-- Begin --

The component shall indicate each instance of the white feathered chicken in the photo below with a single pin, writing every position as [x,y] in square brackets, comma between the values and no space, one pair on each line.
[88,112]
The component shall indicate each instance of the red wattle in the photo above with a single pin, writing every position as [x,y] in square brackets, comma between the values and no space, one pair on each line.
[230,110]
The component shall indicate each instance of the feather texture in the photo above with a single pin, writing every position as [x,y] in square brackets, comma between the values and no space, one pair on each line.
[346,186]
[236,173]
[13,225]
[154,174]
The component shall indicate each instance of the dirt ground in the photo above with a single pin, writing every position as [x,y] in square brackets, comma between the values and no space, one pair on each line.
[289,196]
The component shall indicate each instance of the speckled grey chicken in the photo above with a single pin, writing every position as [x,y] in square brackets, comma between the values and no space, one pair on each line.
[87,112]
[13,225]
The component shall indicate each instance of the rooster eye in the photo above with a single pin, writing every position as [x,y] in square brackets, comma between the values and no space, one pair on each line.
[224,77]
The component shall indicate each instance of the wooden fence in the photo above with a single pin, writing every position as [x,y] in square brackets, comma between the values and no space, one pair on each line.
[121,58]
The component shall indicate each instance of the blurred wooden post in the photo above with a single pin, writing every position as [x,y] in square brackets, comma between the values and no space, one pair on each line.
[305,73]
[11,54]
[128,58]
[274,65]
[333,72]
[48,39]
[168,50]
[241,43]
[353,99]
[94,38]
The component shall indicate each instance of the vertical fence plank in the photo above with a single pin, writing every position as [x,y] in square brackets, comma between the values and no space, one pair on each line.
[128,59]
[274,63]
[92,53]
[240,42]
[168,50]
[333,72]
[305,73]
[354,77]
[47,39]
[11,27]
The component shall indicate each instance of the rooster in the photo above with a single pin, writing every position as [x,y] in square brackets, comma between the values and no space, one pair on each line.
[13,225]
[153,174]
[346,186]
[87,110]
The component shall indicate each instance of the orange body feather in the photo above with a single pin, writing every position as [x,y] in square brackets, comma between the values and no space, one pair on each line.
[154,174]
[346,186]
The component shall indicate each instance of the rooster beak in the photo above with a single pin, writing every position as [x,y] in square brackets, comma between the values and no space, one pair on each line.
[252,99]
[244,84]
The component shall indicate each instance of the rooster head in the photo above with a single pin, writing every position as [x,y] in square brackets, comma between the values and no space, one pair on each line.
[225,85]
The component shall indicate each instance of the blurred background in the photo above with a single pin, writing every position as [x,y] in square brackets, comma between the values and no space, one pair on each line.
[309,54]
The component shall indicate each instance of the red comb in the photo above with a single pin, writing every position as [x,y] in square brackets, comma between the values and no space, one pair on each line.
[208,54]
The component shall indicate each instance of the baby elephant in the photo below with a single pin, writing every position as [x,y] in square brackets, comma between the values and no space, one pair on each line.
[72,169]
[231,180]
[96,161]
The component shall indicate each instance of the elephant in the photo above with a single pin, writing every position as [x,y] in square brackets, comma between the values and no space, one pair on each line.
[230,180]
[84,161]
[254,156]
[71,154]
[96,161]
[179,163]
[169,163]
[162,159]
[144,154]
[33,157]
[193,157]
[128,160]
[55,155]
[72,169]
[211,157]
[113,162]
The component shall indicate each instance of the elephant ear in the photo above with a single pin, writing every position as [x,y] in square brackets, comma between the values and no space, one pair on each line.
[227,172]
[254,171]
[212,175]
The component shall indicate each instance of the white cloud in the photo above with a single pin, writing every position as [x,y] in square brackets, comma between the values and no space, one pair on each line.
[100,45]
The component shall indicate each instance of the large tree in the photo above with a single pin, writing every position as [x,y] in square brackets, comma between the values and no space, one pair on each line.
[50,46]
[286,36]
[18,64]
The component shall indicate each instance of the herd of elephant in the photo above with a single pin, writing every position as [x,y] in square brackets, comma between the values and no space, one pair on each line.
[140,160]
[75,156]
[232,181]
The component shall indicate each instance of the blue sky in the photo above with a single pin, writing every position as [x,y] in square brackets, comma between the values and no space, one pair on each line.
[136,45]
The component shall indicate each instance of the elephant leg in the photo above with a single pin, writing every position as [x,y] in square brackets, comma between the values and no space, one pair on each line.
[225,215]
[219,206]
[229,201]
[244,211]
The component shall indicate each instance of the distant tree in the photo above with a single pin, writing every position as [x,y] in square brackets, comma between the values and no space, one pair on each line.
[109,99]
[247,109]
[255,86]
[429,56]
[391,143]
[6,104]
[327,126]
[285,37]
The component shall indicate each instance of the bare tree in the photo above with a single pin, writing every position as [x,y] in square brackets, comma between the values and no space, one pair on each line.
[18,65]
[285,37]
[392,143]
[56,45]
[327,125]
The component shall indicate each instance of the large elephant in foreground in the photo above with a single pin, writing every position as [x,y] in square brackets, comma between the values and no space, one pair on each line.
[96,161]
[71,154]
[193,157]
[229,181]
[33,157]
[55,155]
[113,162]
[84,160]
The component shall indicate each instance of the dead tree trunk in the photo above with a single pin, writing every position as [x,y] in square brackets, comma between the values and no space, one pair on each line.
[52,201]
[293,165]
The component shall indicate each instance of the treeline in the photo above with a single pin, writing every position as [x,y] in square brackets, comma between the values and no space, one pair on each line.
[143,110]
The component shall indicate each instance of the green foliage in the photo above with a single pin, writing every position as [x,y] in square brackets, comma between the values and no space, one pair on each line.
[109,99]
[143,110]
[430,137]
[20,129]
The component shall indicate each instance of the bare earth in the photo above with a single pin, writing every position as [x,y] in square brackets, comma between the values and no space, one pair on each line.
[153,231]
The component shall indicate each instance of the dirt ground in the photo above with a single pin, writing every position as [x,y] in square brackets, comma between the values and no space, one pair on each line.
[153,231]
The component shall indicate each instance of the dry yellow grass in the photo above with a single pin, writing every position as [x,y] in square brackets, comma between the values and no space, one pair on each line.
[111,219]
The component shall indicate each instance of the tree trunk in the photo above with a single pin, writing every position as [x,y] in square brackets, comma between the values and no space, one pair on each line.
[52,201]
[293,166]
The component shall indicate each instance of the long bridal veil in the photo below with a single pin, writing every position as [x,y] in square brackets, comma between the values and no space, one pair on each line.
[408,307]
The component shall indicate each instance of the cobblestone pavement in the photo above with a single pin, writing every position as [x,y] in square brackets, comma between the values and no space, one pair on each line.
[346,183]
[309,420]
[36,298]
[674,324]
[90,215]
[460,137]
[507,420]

-- End --

All of the entries above must be quoted exactly.

• The output:
The component shall indicate each instance of the white feathered chicken in the photo below with a single pin, writing every position as [x,y] in square brackets, comma between the values and no space, one pair on each line.
[88,112]
The component shall indicate each instance of the red wattle in the photo above with a single pin, writing every position as [x,y] in square brackets, comma between the values and no space, one pair on each line.
[230,110]
The component shall indicate each instance of the feather texture in the photo above with a single pin, writing every position as [x,y] in square brackets, comma between the values and no space, one pair on each line.
[346,186]
[236,173]
[13,225]
[154,174]
The component shall indicate each instance of the dirt ground in the photo above with a single pin, writing every position as [x,y] in square brackets, comma between the values and no space, one pair on each line.
[289,196]
The component shall indicate each instance of the speckled grey chicken in the photo above with a single pin, writing every position as [x,y] in square brackets, comma between the values and no space, one pair on each line.
[87,112]
[13,225]
The component shall indicate each instance of the rooster eye in the photo above with a single pin, writing every position as [x,y] in square brackets, comma between the values and no space, one pair on each line.
[224,77]
The component shall indicate each instance of the wooden fence in the photo above with a single pin, writing every position as [x,y] in square brackets, comma between the values and no space, one pair on each line.
[121,58]
The component shall indicate each instance of the blurred wooden post in the photo above with a single pin, writing every position as [x,y] in square brackets, comma between the values and no space, one pair on each line.
[305,73]
[11,54]
[128,58]
[274,65]
[333,72]
[48,39]
[168,50]
[241,43]
[353,99]
[94,38]
The component shall indicate each instance of the vertical fence plank in the photo above with a single pin, writing every position as [x,y] in square brackets, comma between the values and no space, one pair on each line.
[128,59]
[274,63]
[92,53]
[240,42]
[168,50]
[333,72]
[305,73]
[354,77]
[47,39]
[11,27]
The component shall indicate each instance of the rooster in the photo above with a single pin, writing every position as [x,y] in square brackets, comma between the values and no space, one pair on each line.
[13,225]
[153,174]
[346,186]
[87,110]
The component shall indicate each instance of the orange body feather in the photo above with a single pin, writing every position as [x,y] in square brackets, comma between the values and no space, one pair on each line.
[154,174]
[346,186]
The component shall indicate each instance of the rooster beak in the photo above with a single pin, writing every position as [x,y] in square brackets, comma between the values and no space, one pair on each line.
[252,99]
[244,84]
The component shall indicate each instance of the rooster head in the photo above with a single pin, writing every position as [x,y] in square brackets, comma between the values and no space, one pair on each line.
[225,85]
The component shall indicate each instance of the blurred background in the photo above with a single pin, writing every position as [x,y] in square brackets, comma between the values and no space, one pair on each line.
[309,54]
The component shall indicate each instance of the red comb in the photo above with a single pin, writing every position as [x,y] in square brackets, comma between the values and no space, one pair on each line.
[208,54]
The component shall indicate each instance of the baby elephant in the photo below with a single pin, writing every position as [x,y] in square brackets, comma between the values and no space, one pair on each line.
[72,169]
[231,180]
[96,161]
The component shall indicate each instance of the elephant in the photo above with a single pin, writing every position as [x,y] in square brackets, comma between the values and no space, one pair on each line.
[230,180]
[84,161]
[254,156]
[71,154]
[96,161]
[179,163]
[169,163]
[162,159]
[144,154]
[33,157]
[193,157]
[128,160]
[55,155]
[72,169]
[211,157]
[113,162]
The component shall indicate each instance of the elephant ear in the photo above with a single pin, writing every position as [x,y] in square brackets, comma between the values and no space, one pair on each line.
[227,172]
[254,171]
[212,175]
The component shall indicate each instance of the white cloud in the photo above with a single pin, writing every position as [x,y] in square brackets, comma between the values and no space, one pair on each line.
[100,45]
The component shall indicate each instance of the large tree in the photo above with a single pin, writing every position as [x,y] in square brackets, comma between the values and no space, one pair on each line.
[50,46]
[286,36]
[18,64]
The component shall indicate each instance of the herd of elephant in the photo above with a single pin, writing every position as [x,y] in square brackets, comma between the values and no space, one pair on each line.
[140,160]
[75,156]
[232,181]
The component shall indicate each instance of the blue sky in the photo above with a single pin, writing every position as [x,y] in square brackets, comma between the values and no space, one pair on each line.
[136,45]
The component shall indicate each instance of the elephant leg in the photo above with a single pin, writing every position as [x,y] in square brackets, comma between the values and no space, one pair on each line.
[225,215]
[219,206]
[229,201]
[244,211]
The component shall indicate each instance of the distant tree in the photo above with a single pin, writing every position as [x,y] in square brackets, comma between the values and no space, one pair on each line.
[109,99]
[247,109]
[255,86]
[429,56]
[391,143]
[6,104]
[327,126]
[285,37]
The component shall indicate each instance of the bare tree in the photo above with a single pin, writing every position as [x,y] in square brackets, comma between the values and no space, one pair on each line.
[18,65]
[285,37]
[392,143]
[56,45]
[327,125]
The component shall indicate each instance of the large elephant in foreground in the photo above with a single pin, writing every position as [x,y] in square brackets, comma between the values and no space, one pair on each line.
[96,161]
[71,154]
[193,157]
[229,181]
[33,157]
[55,155]
[113,162]
[84,160]
The component shall indicate each instance of the dead tree trunk in the photo above with a single pin, writing every position as [x,y] in square brackets, comma between the values and no space, one pair on each line.
[52,201]
[293,165]
The component shall indicate each instance of the treeline in the photo above with a single pin, writing every position as [x,y] in square brackets, comma between the values and no space, one pair on each line.
[143,110]
The component shall indicate each instance of the green foliage in the photo above with a single pin, writing every position as [x,y] in square brackets, comma between the values and no space, one pair on each line.
[109,99]
[143,110]
[430,137]
[20,129]
The component shall indicate each instance of the bare earth in the photo above with a single pin, writing every position as [x,y] in square brackets, comma between the values and no space, one pair on each line.
[153,231]
The component shall indicate each instance of the dirt ground in the photo above with a single pin, writing every position as [x,y] in square brackets, comma between the values and no space, one pair on each line.
[153,231]
The component shall indicate each instance of the dry yellow grass in the photo above with a single pin, writing every position as [x,y] in square brackets, comma between the values and no space, one pair on each line.
[111,219]
The component shall indicate each instance of the tree trunk in the photo above with a single pin, writing every position as [x,y] in square brackets, comma between the values and no space, one pair on each line.
[52,201]
[293,166]
The component shall indicate each instance of the long bridal veil in the photo below with a single pin, writing every position as [x,y] in square brackets, comma between the values and no space, one pair on each line.
[408,307]
The component shall indicate each instance of the cobblestone pavement in the photo above with a single pin, writing every position as [x,y] in square brackets, comma between the values and no space, one pair on each line.
[346,183]
[309,420]
[36,298]
[674,324]
[90,215]
[460,137]
[507,420]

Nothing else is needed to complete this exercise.